GOAL >> Starting at the line that contains "For the evaluation, point out each instance of the sandy", copy each line through the end of the listing below. Include both ends and output nothing more.

-- begin INPUT ROWS --

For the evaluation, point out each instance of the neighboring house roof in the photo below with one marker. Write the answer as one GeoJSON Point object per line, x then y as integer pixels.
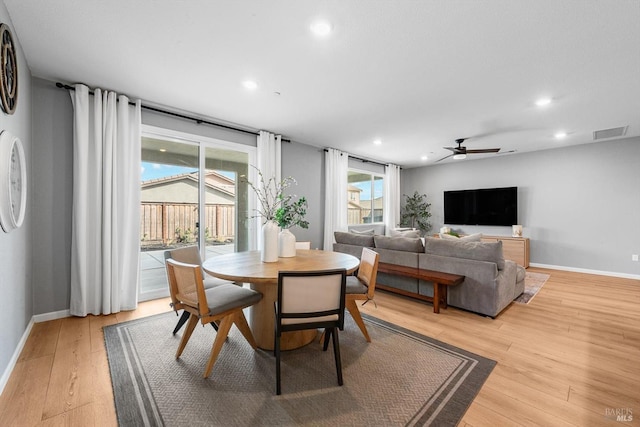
{"type": "Point", "coordinates": [213, 180]}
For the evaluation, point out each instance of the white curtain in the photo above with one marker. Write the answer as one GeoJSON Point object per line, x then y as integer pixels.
{"type": "Point", "coordinates": [106, 203]}
{"type": "Point", "coordinates": [391, 197]}
{"type": "Point", "coordinates": [269, 163]}
{"type": "Point", "coordinates": [335, 197]}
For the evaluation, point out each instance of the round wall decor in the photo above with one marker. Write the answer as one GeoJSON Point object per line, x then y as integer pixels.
{"type": "Point", "coordinates": [8, 71]}
{"type": "Point", "coordinates": [13, 182]}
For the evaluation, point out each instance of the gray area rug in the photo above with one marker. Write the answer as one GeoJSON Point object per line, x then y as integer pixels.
{"type": "Point", "coordinates": [533, 282]}
{"type": "Point", "coordinates": [400, 378]}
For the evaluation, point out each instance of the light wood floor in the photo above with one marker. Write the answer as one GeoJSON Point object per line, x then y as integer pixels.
{"type": "Point", "coordinates": [568, 358]}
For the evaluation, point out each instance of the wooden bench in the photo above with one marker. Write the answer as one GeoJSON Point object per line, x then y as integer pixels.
{"type": "Point", "coordinates": [440, 282]}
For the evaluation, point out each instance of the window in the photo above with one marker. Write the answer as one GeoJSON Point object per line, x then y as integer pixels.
{"type": "Point", "coordinates": [365, 198]}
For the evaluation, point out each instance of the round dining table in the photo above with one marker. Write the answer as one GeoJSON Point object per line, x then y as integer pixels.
{"type": "Point", "coordinates": [247, 267]}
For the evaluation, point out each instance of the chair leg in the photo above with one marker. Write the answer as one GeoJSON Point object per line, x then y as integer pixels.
{"type": "Point", "coordinates": [276, 350]}
{"type": "Point", "coordinates": [336, 354]}
{"type": "Point", "coordinates": [241, 322]}
{"type": "Point", "coordinates": [221, 336]}
{"type": "Point", "coordinates": [193, 321]}
{"type": "Point", "coordinates": [183, 318]}
{"type": "Point", "coordinates": [350, 304]}
{"type": "Point", "coordinates": [327, 336]}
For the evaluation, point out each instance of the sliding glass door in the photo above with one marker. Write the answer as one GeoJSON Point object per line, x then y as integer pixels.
{"type": "Point", "coordinates": [193, 192]}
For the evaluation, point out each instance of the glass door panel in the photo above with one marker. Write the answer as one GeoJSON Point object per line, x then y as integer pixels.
{"type": "Point", "coordinates": [169, 208]}
{"type": "Point", "coordinates": [226, 211]}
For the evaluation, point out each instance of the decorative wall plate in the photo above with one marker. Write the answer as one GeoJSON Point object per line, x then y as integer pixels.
{"type": "Point", "coordinates": [8, 71]}
{"type": "Point", "coordinates": [13, 182]}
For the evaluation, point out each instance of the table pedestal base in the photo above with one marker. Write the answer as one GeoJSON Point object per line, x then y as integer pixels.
{"type": "Point", "coordinates": [262, 322]}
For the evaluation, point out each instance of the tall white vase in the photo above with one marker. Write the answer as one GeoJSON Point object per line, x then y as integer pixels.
{"type": "Point", "coordinates": [269, 242]}
{"type": "Point", "coordinates": [286, 244]}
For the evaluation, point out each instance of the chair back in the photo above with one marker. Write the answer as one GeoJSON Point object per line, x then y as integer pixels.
{"type": "Point", "coordinates": [314, 299]}
{"type": "Point", "coordinates": [368, 270]}
{"type": "Point", "coordinates": [303, 245]}
{"type": "Point", "coordinates": [186, 284]}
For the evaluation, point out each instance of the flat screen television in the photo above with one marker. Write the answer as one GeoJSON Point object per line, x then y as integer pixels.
{"type": "Point", "coordinates": [486, 206]}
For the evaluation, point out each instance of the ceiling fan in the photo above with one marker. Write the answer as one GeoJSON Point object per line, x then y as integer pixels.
{"type": "Point", "coordinates": [461, 152]}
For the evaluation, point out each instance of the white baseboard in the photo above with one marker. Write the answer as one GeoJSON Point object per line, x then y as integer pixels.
{"type": "Point", "coordinates": [16, 354]}
{"type": "Point", "coordinates": [51, 316]}
{"type": "Point", "coordinates": [586, 271]}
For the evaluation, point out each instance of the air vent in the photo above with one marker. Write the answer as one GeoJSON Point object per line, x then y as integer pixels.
{"type": "Point", "coordinates": [609, 133]}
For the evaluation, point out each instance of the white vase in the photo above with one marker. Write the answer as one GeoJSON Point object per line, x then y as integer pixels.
{"type": "Point", "coordinates": [269, 242]}
{"type": "Point", "coordinates": [286, 244]}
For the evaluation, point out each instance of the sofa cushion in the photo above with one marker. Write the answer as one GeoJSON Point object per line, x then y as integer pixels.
{"type": "Point", "coordinates": [405, 233]}
{"type": "Point", "coordinates": [479, 251]}
{"type": "Point", "coordinates": [353, 239]}
{"type": "Point", "coordinates": [405, 244]}
{"type": "Point", "coordinates": [470, 238]}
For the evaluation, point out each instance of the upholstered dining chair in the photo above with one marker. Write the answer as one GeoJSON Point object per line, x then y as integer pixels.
{"type": "Point", "coordinates": [310, 300]}
{"type": "Point", "coordinates": [362, 287]}
{"type": "Point", "coordinates": [189, 255]}
{"type": "Point", "coordinates": [221, 304]}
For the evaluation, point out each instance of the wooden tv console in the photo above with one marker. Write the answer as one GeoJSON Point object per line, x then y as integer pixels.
{"type": "Point", "coordinates": [514, 248]}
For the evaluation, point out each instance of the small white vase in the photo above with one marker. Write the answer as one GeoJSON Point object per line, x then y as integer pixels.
{"type": "Point", "coordinates": [286, 244]}
{"type": "Point", "coordinates": [269, 242]}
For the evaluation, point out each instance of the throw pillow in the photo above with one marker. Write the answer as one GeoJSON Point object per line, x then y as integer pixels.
{"type": "Point", "coordinates": [369, 232]}
{"type": "Point", "coordinates": [405, 244]}
{"type": "Point", "coordinates": [477, 237]}
{"type": "Point", "coordinates": [405, 233]}
{"type": "Point", "coordinates": [479, 251]}
{"type": "Point", "coordinates": [353, 239]}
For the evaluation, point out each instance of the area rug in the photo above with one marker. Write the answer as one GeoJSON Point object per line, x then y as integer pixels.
{"type": "Point", "coordinates": [533, 282]}
{"type": "Point", "coordinates": [399, 379]}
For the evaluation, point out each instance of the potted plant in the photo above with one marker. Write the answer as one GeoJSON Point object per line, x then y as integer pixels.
{"type": "Point", "coordinates": [290, 214]}
{"type": "Point", "coordinates": [415, 213]}
{"type": "Point", "coordinates": [276, 210]}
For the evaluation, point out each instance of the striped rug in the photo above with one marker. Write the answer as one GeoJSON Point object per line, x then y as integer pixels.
{"type": "Point", "coordinates": [399, 379]}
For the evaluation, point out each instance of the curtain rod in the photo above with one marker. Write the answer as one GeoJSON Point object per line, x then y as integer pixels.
{"type": "Point", "coordinates": [182, 116]}
{"type": "Point", "coordinates": [361, 159]}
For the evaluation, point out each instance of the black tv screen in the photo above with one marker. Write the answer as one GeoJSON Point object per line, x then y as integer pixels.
{"type": "Point", "coordinates": [487, 206]}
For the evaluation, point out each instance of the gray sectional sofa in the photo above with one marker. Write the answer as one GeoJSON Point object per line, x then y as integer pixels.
{"type": "Point", "coordinates": [491, 283]}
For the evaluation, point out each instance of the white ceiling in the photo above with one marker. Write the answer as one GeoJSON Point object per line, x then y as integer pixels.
{"type": "Point", "coordinates": [414, 74]}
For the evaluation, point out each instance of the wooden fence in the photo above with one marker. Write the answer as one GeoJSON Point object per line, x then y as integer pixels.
{"type": "Point", "coordinates": [168, 223]}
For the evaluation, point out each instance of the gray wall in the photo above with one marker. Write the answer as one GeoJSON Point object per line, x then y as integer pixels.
{"type": "Point", "coordinates": [16, 247]}
{"type": "Point", "coordinates": [306, 164]}
{"type": "Point", "coordinates": [579, 205]}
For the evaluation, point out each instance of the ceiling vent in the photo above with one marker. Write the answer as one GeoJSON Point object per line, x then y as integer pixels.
{"type": "Point", "coordinates": [609, 133]}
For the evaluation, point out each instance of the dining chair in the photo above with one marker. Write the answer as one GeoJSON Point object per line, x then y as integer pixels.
{"type": "Point", "coordinates": [221, 304]}
{"type": "Point", "coordinates": [362, 287]}
{"type": "Point", "coordinates": [303, 245]}
{"type": "Point", "coordinates": [310, 300]}
{"type": "Point", "coordinates": [189, 255]}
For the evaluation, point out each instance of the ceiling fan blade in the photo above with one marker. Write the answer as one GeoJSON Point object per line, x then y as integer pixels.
{"type": "Point", "coordinates": [450, 155]}
{"type": "Point", "coordinates": [485, 150]}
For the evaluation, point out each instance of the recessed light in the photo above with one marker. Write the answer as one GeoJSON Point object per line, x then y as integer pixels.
{"type": "Point", "coordinates": [250, 84]}
{"type": "Point", "coordinates": [321, 28]}
{"type": "Point", "coordinates": [560, 135]}
{"type": "Point", "coordinates": [543, 102]}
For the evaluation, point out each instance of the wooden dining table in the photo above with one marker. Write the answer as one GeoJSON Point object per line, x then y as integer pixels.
{"type": "Point", "coordinates": [246, 267]}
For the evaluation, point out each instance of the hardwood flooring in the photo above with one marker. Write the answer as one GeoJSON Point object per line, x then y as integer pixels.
{"type": "Point", "coordinates": [571, 357]}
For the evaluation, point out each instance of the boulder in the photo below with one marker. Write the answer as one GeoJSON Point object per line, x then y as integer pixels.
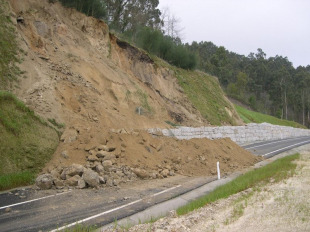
{"type": "Point", "coordinates": [81, 184]}
{"type": "Point", "coordinates": [92, 158]}
{"type": "Point", "coordinates": [107, 164]}
{"type": "Point", "coordinates": [69, 136]}
{"type": "Point", "coordinates": [99, 168]}
{"type": "Point", "coordinates": [59, 184]}
{"type": "Point", "coordinates": [165, 173]}
{"type": "Point", "coordinates": [109, 156]}
{"type": "Point", "coordinates": [91, 178]}
{"type": "Point", "coordinates": [102, 154]}
{"type": "Point", "coordinates": [73, 181]}
{"type": "Point", "coordinates": [75, 169]}
{"type": "Point", "coordinates": [44, 181]}
{"type": "Point", "coordinates": [141, 173]}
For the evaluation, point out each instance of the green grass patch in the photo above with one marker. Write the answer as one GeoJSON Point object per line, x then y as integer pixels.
{"type": "Point", "coordinates": [277, 170]}
{"type": "Point", "coordinates": [13, 180]}
{"type": "Point", "coordinates": [249, 116]}
{"type": "Point", "coordinates": [206, 95]}
{"type": "Point", "coordinates": [9, 49]}
{"type": "Point", "coordinates": [26, 142]}
{"type": "Point", "coordinates": [81, 228]}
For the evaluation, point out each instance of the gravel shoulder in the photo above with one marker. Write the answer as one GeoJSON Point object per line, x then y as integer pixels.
{"type": "Point", "coordinates": [284, 206]}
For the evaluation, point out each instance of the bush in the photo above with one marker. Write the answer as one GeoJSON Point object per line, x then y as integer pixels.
{"type": "Point", "coordinates": [95, 8]}
{"type": "Point", "coordinates": [165, 47]}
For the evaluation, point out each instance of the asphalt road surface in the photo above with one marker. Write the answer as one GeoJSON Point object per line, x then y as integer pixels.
{"type": "Point", "coordinates": [31, 210]}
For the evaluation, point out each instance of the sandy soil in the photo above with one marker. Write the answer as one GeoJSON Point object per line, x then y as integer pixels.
{"type": "Point", "coordinates": [283, 206]}
{"type": "Point", "coordinates": [81, 75]}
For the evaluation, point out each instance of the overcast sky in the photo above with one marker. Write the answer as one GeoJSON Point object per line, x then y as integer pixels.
{"type": "Point", "coordinates": [279, 27]}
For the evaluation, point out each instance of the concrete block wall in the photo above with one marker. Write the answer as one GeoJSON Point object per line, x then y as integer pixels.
{"type": "Point", "coordinates": [240, 134]}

-- end INPUT ROWS --

ANSWER BELOW >>
For the evaluation, point out each instance of the sandy soil in the photo above with one marker. Write the answer as one GeoJSON Point object per line, x then y as integer pixels.
{"type": "Point", "coordinates": [283, 206]}
{"type": "Point", "coordinates": [81, 75]}
For the evaluation, point out each instance of the overcast sky in the photo above with one marker. Write the answer as one GeoJSON Point object per line, x then y as integer pixels.
{"type": "Point", "coordinates": [279, 27]}
For the evaluation, point out each instance of the concrete block wall in the photo above with one marker. Write the answer as one GeoJSON Point object per line, x then y as integer pixels.
{"type": "Point", "coordinates": [240, 134]}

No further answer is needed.